▸ **Exercise directions**
Some lines in the listing hold the word "beam". Return each of them.

▸ **Records for this exercise**
[Start of section]

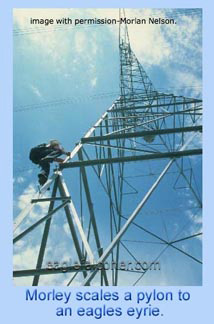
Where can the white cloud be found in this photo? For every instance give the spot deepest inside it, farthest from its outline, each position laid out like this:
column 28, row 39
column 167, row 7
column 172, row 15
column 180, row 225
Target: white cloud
column 36, row 91
column 20, row 180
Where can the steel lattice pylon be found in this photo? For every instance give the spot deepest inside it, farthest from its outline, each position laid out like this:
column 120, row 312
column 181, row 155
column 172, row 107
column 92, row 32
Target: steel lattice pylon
column 142, row 126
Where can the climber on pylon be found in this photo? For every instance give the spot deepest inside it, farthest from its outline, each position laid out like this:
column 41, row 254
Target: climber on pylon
column 43, row 155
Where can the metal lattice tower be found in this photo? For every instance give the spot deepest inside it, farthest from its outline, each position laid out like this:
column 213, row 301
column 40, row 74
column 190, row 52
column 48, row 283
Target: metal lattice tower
column 144, row 131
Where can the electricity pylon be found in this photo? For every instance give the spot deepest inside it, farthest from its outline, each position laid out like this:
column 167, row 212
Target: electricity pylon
column 143, row 131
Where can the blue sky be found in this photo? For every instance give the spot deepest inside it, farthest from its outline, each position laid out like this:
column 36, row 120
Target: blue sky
column 64, row 79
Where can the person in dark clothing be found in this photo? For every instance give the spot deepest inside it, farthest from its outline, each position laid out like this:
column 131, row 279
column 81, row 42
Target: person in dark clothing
column 43, row 155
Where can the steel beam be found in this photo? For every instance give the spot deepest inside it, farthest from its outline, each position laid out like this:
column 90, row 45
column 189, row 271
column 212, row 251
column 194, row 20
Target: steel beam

[End of section]

▸ **Result for this task**
Where can the steel beam be found in this photo? For every instance give the spot deepest inside it, farthest from its outline, each position laid out like this:
Target: steel beam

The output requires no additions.